REQUIREMENT | Set down the full listing exactly as given. Any pictures are to be left out.

Location identification items
═══

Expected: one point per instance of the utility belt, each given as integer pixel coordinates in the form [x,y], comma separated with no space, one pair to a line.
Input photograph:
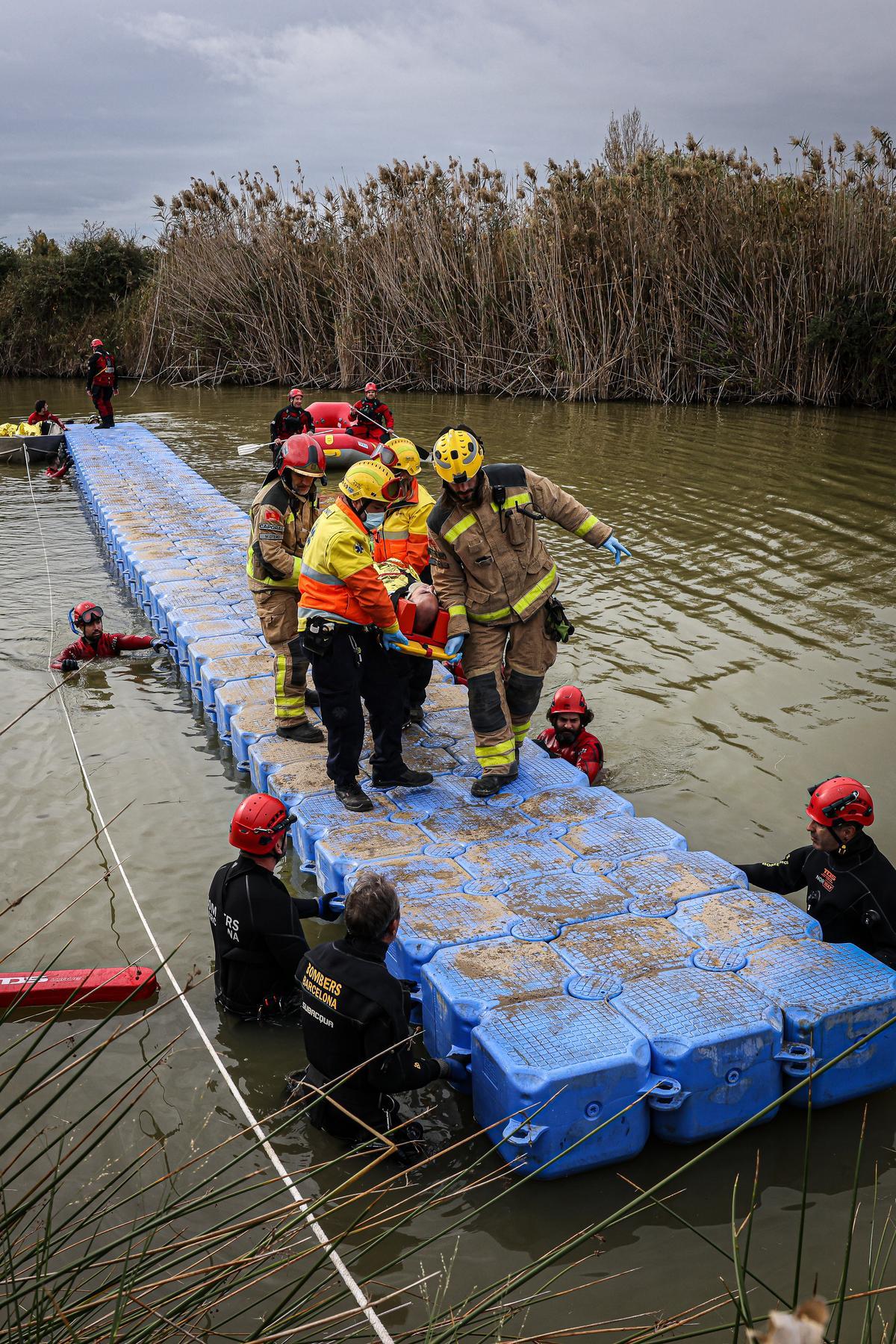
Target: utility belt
[556,624]
[320,632]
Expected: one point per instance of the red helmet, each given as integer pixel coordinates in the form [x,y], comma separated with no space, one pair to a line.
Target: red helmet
[258,821]
[80,612]
[840,799]
[568,699]
[304,455]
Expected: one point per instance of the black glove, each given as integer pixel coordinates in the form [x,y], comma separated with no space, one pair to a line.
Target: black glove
[331,906]
[455,1070]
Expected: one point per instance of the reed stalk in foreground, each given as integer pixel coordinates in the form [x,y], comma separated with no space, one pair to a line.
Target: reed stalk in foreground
[104,1238]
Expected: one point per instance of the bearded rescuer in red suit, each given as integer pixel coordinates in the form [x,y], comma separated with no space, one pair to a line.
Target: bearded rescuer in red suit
[102,382]
[568,718]
[93,643]
[371,418]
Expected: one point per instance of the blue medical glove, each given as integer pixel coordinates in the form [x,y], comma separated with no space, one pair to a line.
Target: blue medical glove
[615,549]
[394,640]
[457,1070]
[331,906]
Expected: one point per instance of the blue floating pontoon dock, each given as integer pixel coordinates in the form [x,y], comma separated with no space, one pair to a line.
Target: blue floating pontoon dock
[606,981]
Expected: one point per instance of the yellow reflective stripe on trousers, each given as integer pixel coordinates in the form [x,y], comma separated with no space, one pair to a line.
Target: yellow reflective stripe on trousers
[528,598]
[285,706]
[453,532]
[501,754]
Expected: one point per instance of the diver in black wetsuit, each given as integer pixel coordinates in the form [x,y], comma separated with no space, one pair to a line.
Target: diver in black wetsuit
[254,921]
[355,1019]
[850,887]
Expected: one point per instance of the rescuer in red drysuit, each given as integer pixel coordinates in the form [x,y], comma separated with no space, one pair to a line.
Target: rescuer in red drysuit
[87,621]
[568,717]
[292,420]
[43,417]
[102,382]
[371,418]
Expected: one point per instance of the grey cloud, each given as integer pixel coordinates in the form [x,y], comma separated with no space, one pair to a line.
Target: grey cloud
[149,97]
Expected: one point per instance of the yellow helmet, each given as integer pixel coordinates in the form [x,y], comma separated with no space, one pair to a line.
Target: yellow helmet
[457,455]
[370,482]
[401,455]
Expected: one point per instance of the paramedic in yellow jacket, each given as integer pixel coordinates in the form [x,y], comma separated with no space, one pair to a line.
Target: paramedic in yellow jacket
[282,515]
[494,574]
[349,632]
[402,535]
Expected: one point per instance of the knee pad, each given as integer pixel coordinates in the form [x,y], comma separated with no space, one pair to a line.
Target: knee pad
[523,694]
[487,712]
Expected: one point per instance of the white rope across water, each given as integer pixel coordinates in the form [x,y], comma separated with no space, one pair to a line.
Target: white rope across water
[339,1263]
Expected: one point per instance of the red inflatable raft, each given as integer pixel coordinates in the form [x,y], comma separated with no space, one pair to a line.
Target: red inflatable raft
[104,986]
[331,432]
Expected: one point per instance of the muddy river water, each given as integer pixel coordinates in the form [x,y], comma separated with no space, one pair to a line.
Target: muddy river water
[746,651]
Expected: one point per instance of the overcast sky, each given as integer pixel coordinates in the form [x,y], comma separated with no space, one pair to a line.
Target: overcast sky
[104,105]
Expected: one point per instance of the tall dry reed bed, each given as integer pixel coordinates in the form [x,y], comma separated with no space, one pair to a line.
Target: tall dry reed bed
[684,276]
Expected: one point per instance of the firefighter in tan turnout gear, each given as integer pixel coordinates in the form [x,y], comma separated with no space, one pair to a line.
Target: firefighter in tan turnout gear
[282,515]
[497,581]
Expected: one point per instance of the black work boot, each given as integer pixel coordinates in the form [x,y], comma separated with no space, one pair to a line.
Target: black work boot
[488,785]
[406,777]
[301,732]
[352,797]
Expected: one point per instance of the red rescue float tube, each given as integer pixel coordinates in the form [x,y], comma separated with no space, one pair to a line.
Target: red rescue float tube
[105,984]
[340,448]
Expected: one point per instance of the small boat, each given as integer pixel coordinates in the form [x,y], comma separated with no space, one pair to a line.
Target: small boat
[42,448]
[331,430]
[105,984]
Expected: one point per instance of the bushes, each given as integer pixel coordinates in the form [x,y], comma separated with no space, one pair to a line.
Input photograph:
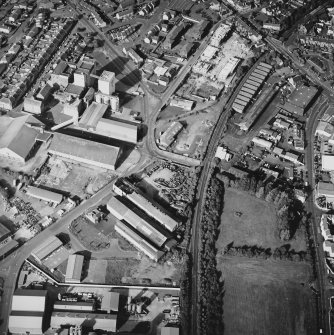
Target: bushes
[283,253]
[290,211]
[211,288]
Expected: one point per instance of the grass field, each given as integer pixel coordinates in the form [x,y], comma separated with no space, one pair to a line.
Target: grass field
[266,297]
[262,296]
[256,226]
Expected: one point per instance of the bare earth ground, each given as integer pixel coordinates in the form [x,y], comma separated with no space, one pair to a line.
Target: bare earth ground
[262,296]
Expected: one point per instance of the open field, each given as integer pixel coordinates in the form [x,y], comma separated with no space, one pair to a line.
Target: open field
[256,226]
[266,297]
[262,296]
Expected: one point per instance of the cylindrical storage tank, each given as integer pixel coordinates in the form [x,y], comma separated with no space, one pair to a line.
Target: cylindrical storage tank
[139,308]
[114,103]
[147,40]
[98,98]
[106,100]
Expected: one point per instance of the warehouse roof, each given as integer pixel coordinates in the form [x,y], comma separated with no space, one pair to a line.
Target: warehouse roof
[327,162]
[153,210]
[92,115]
[106,322]
[74,268]
[47,247]
[29,300]
[45,195]
[135,238]
[23,322]
[117,129]
[10,245]
[110,301]
[170,331]
[17,136]
[302,96]
[121,211]
[326,189]
[84,150]
[4,231]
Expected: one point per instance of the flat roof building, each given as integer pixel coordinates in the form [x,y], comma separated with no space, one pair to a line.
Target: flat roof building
[124,131]
[44,195]
[26,322]
[46,248]
[17,138]
[92,115]
[85,151]
[262,143]
[27,313]
[74,269]
[327,162]
[105,322]
[110,302]
[170,331]
[29,300]
[168,136]
[78,306]
[106,82]
[325,189]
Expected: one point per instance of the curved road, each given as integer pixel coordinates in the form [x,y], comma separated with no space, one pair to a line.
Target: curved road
[202,186]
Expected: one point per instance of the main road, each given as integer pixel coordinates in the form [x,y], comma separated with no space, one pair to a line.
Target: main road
[324,305]
[11,265]
[201,196]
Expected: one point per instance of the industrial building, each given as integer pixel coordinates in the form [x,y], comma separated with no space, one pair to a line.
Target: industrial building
[8,247]
[110,302]
[106,82]
[137,219]
[18,139]
[92,121]
[170,331]
[78,306]
[122,188]
[85,68]
[325,189]
[44,195]
[252,85]
[85,151]
[266,96]
[4,232]
[33,106]
[219,35]
[138,241]
[92,115]
[262,143]
[74,269]
[327,162]
[169,135]
[124,131]
[182,103]
[105,322]
[28,312]
[50,245]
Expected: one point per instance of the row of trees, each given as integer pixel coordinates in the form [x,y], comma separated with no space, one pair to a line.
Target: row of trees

═══

RESULT |
Expected: one point per instance of the utility belt, each given as integer pixel coordinates in the form [x,y], comma separated with no space, one pair to a line.
Input photograph:
Target: utility belt
[556,624]
[320,632]
Expected: one point per instance of the red helmet, each given as integer pixel coordinates in the form [x,y], comma separated with no space, one pair to a line.
Target: red helmet
[258,821]
[80,612]
[840,799]
[568,699]
[304,455]
Expected: one point per instance of the black glove, each given as integer pixel coordinates in the form [x,y], comma separated with no space, one pair to a line.
Target: black glove
[331,906]
[455,1070]
Expected: one point per instance of the reed stalk in foreground, each given as integer pixel coordinates in the form [x,y], comma separated with no space, one pair to a line.
Target: reed stalk in foreground
[104,1238]
Expected: one point per instance of the bearded rescuer in red suit, each given as integer pixel coordinates in the form [x,y], comma separated with no space, one pair to a line.
Target: bearded rescuer in red suit
[102,382]
[568,718]
[93,643]
[371,418]
Expected: one point per instance of the blue medical glove, each given as integer pixel coordinates in the form [x,y], comma separated with no space, one pair to a line.
Target: blue medical glove
[615,549]
[394,640]
[457,1070]
[331,906]
Expected: one point per instance of the blue floating pontoon dock, each given as integer pixel coordinates in the form [x,y], comma separated with no space, one pair to a line.
Target: blue floating pontoon dock
[606,981]
Expected: one point per instance of the yellow reflective stripe on trousers, each given as integer pixel coordinates in the form [x,y], comma separated with no space, one pair to a line.
Target: yellow reflective stripe on trousers
[528,598]
[285,706]
[453,532]
[501,754]
Expected: one point per instance of the diver in black wetsuit, each given as integer pixel coordinates in the form [x,y], comma separated with no space, one pair to a line.
Target: diver in black wetsuit
[254,921]
[355,1019]
[850,887]
Expected: one point per instance of the rescuer in red drysuit, each given as integer pixel coordinates in the form [x,y], comma separated with no space, one pair to a line.
Target: rescuer in red drysuit
[87,621]
[568,717]
[292,420]
[43,417]
[102,382]
[371,418]
Expected: one point per instance of the grey cloud, each given as integer pixel coordinates in the form [x,y], comma separated with no space, one pair to a line.
Target: grey cloud
[149,97]
Expected: one point per instance of the yellow helmet, each given as integer pixel coordinates in the form [x,y], comma separated with no space, one pair to a line.
Target: yellow helmet
[457,455]
[370,482]
[401,455]
Expected: one point per instance of the paramedic in yellow jacket, each given as integer pixel coordinates in the form [x,y], comma separated with no space, one pair to a line.
Target: paramedic in yellow jacket
[282,515]
[494,574]
[349,632]
[402,535]
Expected: one point per instance of the knee pad, each given as integer pixel coordinates in the form [x,y], comma separated with no space, one pair to a line.
Target: knee pad
[523,694]
[487,712]
Expected: one point per instance of the white rope across water, each given as integer pixel coordinates in the form [x,y], comma separated with no space, one pair to a line.
Target: white rope across water
[339,1263]
Expected: one point per instance of the red inflatable raft, each given as integer pixel coordinates in the form [x,y], comma separated with no space, one pair to a line.
Target: red inflatable raft
[104,986]
[331,432]
Expected: one point per instance of the muddy river water, each given as integer pixel coordinates in the form [x,y], comma separated with no space, one pair to a line.
Target: muddy river water
[746,651]
Expected: one point per instance of the overcast sky, each given as integer pixel coordinates in the form [x,y], comma separated with no space, one pair to a line.
Target: overcast sky
[104,105]
Expected: one point per instance of the tall dry reed bed, each given as integer pixel coordinates in the form [x,y], comma separated with no space, one pair to a line.
Target: tall dry reed bed
[684,276]
Expected: one point per instance of the firefighter in tan turnout gear, each given as integer pixel coordinates in the form [x,y], comma separated with no space, one pair to a line.
Target: firefighter in tan turnout gear
[282,515]
[497,581]
Expected: one point per instance of the black work boot, each given as integer pixel coordinates in the form [x,y], comma separated with no space, one pair to a line.
Target: black work boot
[488,785]
[406,777]
[301,732]
[352,797]
Expected: one point per instance of the red rescue float tube, each given as integer pixel coordinates in the form [x,y], comma separated with no space, one pair to a line.
Target: red rescue float tube
[105,984]
[340,448]
Expected: one point per instance of the small boat, each given as integer pixel coordinates in the form [x,y], comma separated with no space, one pair to a line.
Target: small boat
[42,448]
[331,430]
[105,984]
Expected: one point per instance of the bushes, each given as integer pixel coordinates in the form [x,y], comma separated with no space, one pair to a line.
Input photograph:
Target: bushes
[283,253]
[290,211]
[211,288]
Expected: one point per instance of the grass field, each given as integer pixel coordinates in the form [x,y], comma separated with no space, one pair to a line.
Target: grass field
[266,297]
[262,296]
[256,226]
Expected: one point per instance of the bare earth ground, each given as integer pixel coordinates in the form [x,y], comma separated with no space, one pair to a line.
Target: bare earth ground
[262,296]
Expected: one point per instance of the open field, each given as integer pixel coordinates in the form [x,y], comma separated with no space, one pair to a line.
Target: open field
[256,226]
[266,297]
[262,296]
Expected: one point per instance of the cylindrical storage tank, each given as integer pixel coordinates in the form [x,y], comma separated with no space, one pair to a line.
Target: cylindrical storage tank
[139,308]
[114,103]
[147,40]
[98,98]
[106,100]
Expected: one point per instance of the warehouse roof, each given as integer pixel coordinates in the form [x,y], comma separated with no space, one pair to a line.
Target: warehouse roof
[327,162]
[153,210]
[92,115]
[106,322]
[74,268]
[47,247]
[29,300]
[45,195]
[135,238]
[23,322]
[117,129]
[10,245]
[110,301]
[170,331]
[17,136]
[302,96]
[121,211]
[326,189]
[84,150]
[4,231]
Expected: one point per instance of the flat roof building, each given as integer pixel coordinates in the form [x,y], comma separated with no space, one pair to a line.
Target: flat roof building
[124,131]
[44,195]
[26,322]
[46,248]
[17,138]
[92,115]
[85,151]
[262,143]
[27,313]
[74,269]
[327,162]
[105,322]
[110,302]
[170,331]
[29,300]
[168,136]
[78,306]
[106,82]
[325,189]
Expected: one point per instance of the curved road, each given as integer pixel coordinates in the form [x,y], comma separated with no space, one pair to a line.
Target: curved road
[202,186]
Expected: one point per instance of the main road, each given as integer pixel coordinates in the form [x,y], comma separated with no space, one pair to a line.
Target: main road
[324,305]
[11,265]
[201,196]
Expected: one point per instance of the industrial building, each given as integer pixel coordinates in the form [x,y], comma separated with no space, one pair to a line.
Target: industrial building
[8,247]
[110,302]
[106,82]
[137,219]
[18,139]
[92,121]
[170,331]
[78,306]
[122,188]
[85,68]
[325,189]
[44,195]
[252,85]
[85,151]
[266,96]
[4,232]
[33,106]
[219,35]
[138,241]
[92,115]
[262,143]
[74,269]
[327,162]
[169,135]
[124,131]
[182,103]
[105,322]
[28,312]
[50,245]
Expected: one point per instance of the row of trees, each given as integer pixel coordinates in the form [x,y], comma separated with no space, one pair to a line.
Target: row of trees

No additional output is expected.